## SELECTED PASSAGE
**********
Malware Hits Computerized Industrial Equipment

Malware Hits Computerized Industrial Equipment

Bits - Business, Innovation, Technology, Society
The technology industry is being rattled by a quiet and sophisticated malicious software program that has infiltrated factory computers.
The malware, known as Stuxnet, was discovered by VirusBlokAda, a Belarussian computer security company in July, at least several months after its creation.

Security experts say Stuxnet attacked the software in specialized industrial control equipment made by Siemens by exploiting a previously unknown hole in the Windows operating system.
The malware is the first such attack on critical industrial infrastructure that sits at the foundation of modern economies.
It also displays an array of novel tactics — like an ability to steal design documents or even sabotage equipment in a factory — that suggest its creators are much more sophisticated than hackers whose work has been seen before. The malware casts a spotlight on several security weaknesses.
Eric Chien, the technical director of Symantec Security Response, a security software maker that has studied Stuxnet, said it appeared that the malware was created to attack an Iranian industrial facility. Security experts say that it was most likely staged by a government or government-backed group, in light of the significant expertise and resources required to create it. The specific facility that was in Stuxnet’s crosshairs is not known, though speculation has centered on gas and nuclear installations.
**********
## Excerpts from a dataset
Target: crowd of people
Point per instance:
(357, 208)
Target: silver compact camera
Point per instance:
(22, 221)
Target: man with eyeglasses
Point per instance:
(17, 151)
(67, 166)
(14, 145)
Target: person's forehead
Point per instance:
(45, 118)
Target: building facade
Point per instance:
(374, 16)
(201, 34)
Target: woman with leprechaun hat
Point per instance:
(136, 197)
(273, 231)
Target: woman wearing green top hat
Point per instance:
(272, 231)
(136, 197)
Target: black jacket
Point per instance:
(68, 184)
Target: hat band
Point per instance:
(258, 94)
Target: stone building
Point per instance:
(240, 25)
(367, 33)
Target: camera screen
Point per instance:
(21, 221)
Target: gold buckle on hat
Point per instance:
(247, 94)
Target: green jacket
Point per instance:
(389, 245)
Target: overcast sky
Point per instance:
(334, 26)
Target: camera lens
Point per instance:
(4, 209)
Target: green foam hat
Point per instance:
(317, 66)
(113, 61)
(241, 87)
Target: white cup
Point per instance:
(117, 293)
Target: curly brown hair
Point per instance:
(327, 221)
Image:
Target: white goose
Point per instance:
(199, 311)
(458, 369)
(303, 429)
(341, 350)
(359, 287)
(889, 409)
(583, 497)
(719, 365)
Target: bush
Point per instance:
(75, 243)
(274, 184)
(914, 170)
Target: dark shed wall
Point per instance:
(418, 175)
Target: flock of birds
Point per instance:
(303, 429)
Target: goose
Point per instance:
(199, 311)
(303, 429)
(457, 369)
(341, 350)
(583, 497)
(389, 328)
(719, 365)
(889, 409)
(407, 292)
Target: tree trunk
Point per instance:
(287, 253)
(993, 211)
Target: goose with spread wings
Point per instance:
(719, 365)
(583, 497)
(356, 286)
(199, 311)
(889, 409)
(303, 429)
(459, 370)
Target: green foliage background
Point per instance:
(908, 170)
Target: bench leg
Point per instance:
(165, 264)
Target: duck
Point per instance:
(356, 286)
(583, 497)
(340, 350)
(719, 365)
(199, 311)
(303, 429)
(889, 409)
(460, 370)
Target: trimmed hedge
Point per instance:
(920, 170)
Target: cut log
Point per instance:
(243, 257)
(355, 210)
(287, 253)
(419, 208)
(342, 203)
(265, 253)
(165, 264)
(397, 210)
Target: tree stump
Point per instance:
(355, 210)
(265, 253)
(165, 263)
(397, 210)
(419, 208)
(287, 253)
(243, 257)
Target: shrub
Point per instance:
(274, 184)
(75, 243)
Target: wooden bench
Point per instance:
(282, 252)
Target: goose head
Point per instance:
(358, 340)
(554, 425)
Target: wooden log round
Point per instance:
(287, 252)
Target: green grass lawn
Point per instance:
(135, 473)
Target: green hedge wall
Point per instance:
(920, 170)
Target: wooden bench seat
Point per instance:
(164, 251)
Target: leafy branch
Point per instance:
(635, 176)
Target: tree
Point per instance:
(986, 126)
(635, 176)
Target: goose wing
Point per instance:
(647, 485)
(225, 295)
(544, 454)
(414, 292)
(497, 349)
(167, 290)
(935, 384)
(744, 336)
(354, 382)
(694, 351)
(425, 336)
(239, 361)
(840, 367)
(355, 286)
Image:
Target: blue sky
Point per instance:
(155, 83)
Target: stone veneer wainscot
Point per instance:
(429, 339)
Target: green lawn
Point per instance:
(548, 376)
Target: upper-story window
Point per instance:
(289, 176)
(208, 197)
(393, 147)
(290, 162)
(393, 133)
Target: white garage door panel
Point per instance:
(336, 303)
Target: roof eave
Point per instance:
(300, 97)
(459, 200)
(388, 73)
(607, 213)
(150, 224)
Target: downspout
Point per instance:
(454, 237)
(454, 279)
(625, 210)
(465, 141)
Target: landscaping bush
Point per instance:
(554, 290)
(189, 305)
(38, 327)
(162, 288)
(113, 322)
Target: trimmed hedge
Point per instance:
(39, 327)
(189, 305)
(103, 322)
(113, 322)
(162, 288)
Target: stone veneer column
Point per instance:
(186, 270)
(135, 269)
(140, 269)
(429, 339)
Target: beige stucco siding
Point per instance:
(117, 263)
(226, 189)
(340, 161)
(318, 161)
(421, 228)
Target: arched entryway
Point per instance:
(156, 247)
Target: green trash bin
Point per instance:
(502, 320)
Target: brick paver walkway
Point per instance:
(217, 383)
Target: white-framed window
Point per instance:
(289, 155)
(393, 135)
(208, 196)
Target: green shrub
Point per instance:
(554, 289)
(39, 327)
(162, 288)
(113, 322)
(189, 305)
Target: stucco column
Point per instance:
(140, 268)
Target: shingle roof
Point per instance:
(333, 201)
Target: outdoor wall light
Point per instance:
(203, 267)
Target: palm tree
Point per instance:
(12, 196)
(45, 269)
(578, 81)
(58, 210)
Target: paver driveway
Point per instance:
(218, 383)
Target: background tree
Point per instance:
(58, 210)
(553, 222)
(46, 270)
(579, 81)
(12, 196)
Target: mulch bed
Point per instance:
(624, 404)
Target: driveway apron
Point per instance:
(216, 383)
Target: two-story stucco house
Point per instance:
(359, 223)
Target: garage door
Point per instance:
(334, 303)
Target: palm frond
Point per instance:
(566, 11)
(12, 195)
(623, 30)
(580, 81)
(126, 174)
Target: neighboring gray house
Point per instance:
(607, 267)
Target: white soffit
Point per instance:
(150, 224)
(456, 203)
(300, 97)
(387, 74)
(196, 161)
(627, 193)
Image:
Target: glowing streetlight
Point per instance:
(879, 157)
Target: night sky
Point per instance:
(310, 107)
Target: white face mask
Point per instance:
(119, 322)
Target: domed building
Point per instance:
**********
## EXERCISES TO COMPLETE
#1 Answer these questions using the article about the Stuxnet malware.
(a) Which company discovered Stuxnet?
(b) Whose industrial control equipment had its software attacked by Stuxnet?
(c) What position does Eric Chien hold?
#2 Return the passage from the Stuxnet article starting at "It also displays" and ending at "several security weaknesses.", copied word for word.
#3 Continue the article about the Stuxnet malware from where it stops.

## ANSWER SET
#1
(a) VirusBlokAda, a Belarussian computer security company
(b) Equipment made by Siemens
(c) Technical director of Symantec Security Response

#2
It also displays an array of novel tactics — like an ability to steal design documents or even sabotage equipment in a factory — that suggest its creators are much more sophisticated than hackers whose work has been seen before. The malware casts a spotlight on several security weaknesses.

#3
Since it was unleashed, Stuxnet has spread to plants around the world. Siemens said it had received 15 reports from affected customers, 5 of which were located in Germany. All of these sites successfully removed the malicious program, which can be detected and removed by commercial antivirus programs.
“Up to now there have been no instances where production operations have been influenced,” the company said in an e-mailed statement.
Security researchers initially believed Stuxnet’s primary purpose was espionage because of its ability to steal design documents for industrial control systems. But more in-depth study of the program, which is extremely large and highly complex by malware standards, has revealed that it can also make changes to those systems.
Exactly what Stuxnet might command industrial equipment to do still is not known. But malware experts say it could have been designed to trigger such Hollywood-style bedlam as overloaded turbines, exploding pipelines and nuclear centrifuges spinning so fast that they break.
“The true end goal of Stuxnet is cyber sabotage. It’s a cyber weapon basically,” said Roel Schouwenberg, a senior antivirus researcher at Kaspersky, a security software maker. “But how it exactly manifests in real life, I can’t say.”
Stuxnet’s remarkable sophistication has surprised many security professionals. Its authors had detailed knowledge of Siemens’ software and its security weaknesses. They discovered and used four unknown security flaws in Microsoft’s Windows operating system. And they masked their attack with the aid of sensitive intellectual property stolen from two hardware companies, Realtek and JMicron, which are located in the same office park in Taiwan.
“It’s impossible this was created by some teenager in his basement,” Mr. Chien said. “The amount of resources and man hours to put this together,” he said, show “it has to be something that was state originated.”